Identify every line in the listing below that contains the word "blue", and copy each of those lines in full.

- Records for the exercise:
========
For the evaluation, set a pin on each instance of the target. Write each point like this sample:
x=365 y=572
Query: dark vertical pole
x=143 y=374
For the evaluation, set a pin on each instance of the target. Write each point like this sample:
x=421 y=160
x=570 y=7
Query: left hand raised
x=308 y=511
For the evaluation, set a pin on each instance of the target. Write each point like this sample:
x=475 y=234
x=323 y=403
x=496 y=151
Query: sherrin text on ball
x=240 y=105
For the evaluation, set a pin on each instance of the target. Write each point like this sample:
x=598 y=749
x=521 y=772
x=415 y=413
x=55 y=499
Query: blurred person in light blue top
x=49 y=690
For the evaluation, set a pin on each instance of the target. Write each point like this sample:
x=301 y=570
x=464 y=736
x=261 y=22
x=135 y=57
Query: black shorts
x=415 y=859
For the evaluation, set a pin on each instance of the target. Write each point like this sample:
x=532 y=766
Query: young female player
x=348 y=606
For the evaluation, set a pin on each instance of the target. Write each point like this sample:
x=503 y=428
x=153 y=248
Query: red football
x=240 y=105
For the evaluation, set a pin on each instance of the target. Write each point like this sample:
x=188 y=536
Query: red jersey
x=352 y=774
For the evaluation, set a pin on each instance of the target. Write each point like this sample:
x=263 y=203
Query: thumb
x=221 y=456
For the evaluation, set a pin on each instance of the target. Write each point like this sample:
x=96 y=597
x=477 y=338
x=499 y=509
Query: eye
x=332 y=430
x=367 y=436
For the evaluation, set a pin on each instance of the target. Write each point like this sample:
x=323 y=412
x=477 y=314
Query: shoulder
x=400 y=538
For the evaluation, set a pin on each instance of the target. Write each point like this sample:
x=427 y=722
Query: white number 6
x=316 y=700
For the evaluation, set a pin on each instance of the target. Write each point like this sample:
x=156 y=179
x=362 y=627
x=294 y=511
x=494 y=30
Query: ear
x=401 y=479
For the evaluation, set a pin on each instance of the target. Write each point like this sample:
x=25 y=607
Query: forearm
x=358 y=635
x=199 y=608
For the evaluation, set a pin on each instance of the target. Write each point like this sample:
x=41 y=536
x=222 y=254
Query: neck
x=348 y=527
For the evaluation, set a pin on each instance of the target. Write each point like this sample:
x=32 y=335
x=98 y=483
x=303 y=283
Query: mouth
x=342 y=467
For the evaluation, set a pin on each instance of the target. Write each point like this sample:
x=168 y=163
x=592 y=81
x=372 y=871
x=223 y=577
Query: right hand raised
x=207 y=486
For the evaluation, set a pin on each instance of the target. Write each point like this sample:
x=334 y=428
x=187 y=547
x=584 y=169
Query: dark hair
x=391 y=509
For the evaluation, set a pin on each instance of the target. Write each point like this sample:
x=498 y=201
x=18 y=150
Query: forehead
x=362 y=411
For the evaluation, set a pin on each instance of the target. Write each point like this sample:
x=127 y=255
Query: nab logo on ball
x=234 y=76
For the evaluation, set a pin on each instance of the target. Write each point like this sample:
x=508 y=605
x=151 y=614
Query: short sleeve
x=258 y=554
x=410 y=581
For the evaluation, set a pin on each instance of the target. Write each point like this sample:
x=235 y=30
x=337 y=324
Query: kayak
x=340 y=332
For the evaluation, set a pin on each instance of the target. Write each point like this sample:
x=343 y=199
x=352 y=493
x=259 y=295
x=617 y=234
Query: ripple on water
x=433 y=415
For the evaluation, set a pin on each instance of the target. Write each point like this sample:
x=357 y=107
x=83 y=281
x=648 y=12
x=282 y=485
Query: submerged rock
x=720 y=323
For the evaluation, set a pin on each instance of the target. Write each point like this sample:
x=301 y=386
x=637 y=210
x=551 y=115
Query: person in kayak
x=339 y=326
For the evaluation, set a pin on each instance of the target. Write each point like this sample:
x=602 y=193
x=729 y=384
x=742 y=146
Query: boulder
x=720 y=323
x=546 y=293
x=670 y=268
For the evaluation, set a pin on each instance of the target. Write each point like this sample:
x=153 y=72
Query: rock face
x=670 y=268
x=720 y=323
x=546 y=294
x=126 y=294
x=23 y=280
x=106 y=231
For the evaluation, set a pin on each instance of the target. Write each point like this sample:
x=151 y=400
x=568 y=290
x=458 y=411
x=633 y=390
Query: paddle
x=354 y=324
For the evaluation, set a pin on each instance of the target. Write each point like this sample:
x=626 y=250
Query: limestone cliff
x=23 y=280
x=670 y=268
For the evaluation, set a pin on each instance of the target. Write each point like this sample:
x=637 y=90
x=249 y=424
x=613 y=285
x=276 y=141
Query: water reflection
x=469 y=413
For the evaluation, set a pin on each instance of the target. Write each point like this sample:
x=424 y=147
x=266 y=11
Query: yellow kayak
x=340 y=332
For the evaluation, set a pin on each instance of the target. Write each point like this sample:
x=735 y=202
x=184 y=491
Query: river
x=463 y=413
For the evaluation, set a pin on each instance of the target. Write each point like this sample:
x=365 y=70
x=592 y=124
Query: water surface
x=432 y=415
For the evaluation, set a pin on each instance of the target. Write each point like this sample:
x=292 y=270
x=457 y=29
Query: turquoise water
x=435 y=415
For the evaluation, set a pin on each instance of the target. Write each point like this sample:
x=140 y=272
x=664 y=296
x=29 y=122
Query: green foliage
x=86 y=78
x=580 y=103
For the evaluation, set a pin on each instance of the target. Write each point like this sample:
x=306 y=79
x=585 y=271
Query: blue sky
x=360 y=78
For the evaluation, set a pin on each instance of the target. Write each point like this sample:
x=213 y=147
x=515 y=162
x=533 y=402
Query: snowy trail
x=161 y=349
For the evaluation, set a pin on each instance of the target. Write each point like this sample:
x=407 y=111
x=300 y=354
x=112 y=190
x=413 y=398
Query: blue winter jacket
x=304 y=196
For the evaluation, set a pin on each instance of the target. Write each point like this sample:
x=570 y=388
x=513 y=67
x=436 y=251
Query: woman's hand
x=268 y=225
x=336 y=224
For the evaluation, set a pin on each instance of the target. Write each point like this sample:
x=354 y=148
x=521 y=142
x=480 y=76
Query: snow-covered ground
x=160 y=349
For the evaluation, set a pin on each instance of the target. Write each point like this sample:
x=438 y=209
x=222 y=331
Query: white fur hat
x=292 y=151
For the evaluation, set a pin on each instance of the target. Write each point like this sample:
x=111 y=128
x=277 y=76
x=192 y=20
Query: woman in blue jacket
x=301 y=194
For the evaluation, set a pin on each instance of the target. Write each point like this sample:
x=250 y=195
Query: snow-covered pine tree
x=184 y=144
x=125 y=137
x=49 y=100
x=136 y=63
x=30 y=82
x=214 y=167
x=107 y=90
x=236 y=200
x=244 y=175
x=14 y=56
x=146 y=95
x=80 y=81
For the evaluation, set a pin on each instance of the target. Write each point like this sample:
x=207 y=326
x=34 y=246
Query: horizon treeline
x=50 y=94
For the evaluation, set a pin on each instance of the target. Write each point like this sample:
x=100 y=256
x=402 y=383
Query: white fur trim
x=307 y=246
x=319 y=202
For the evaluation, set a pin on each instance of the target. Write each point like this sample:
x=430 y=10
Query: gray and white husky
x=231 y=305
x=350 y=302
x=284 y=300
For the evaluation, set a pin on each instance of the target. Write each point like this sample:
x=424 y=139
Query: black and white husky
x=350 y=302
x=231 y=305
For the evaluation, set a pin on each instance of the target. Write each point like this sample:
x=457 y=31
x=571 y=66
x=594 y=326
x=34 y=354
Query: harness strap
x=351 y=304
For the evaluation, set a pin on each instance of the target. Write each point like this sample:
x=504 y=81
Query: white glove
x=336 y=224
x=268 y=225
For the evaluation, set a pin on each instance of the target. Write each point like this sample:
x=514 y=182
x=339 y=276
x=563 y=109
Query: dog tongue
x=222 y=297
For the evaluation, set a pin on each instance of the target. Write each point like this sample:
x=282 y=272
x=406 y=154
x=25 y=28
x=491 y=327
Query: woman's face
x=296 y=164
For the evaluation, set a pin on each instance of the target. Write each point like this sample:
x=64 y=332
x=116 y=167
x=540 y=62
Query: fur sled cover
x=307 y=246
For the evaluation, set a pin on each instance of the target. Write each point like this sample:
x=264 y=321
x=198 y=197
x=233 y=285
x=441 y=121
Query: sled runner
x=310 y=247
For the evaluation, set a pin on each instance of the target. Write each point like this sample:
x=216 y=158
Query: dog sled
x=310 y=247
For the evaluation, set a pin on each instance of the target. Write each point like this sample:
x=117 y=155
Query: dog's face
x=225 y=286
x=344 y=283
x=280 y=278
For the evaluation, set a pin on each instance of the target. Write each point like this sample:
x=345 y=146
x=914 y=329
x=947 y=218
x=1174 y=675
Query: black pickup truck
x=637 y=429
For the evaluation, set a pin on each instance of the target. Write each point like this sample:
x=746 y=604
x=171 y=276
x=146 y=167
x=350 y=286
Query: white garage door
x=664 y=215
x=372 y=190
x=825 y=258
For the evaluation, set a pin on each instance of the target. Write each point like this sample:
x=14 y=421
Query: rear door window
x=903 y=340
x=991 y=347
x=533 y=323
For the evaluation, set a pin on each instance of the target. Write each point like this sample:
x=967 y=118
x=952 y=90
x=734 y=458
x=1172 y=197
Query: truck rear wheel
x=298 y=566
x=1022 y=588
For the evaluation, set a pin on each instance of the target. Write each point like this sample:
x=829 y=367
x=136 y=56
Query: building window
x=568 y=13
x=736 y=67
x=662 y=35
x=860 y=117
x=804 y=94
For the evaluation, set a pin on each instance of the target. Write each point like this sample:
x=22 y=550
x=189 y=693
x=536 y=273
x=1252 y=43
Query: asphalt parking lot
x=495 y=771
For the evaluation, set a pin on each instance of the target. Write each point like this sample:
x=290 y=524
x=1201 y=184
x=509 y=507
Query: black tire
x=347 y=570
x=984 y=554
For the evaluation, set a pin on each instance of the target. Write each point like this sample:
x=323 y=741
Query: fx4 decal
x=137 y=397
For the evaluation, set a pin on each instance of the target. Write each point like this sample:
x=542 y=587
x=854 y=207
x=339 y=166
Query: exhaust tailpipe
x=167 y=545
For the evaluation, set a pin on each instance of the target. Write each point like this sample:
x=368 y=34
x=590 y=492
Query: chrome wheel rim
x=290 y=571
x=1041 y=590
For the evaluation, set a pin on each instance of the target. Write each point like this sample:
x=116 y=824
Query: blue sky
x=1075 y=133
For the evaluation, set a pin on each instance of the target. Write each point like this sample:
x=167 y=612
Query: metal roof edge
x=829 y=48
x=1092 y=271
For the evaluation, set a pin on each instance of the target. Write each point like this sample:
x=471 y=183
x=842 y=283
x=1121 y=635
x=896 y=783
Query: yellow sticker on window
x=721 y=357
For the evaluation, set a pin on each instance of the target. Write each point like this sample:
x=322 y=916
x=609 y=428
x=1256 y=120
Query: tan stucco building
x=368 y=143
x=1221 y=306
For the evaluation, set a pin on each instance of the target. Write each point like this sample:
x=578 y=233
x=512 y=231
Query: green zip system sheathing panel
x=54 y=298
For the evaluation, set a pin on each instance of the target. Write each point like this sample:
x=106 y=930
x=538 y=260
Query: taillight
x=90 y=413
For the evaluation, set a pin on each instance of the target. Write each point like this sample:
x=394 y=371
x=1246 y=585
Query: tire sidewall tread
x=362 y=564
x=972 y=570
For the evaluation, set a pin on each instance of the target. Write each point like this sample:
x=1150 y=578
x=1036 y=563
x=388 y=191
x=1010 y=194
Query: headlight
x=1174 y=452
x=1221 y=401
========
- Result of the task:
Query: blurred person in light blue top
Query: blue sky
Query: blue winter jacket
Query: woman in blue jacket
Query: blue sky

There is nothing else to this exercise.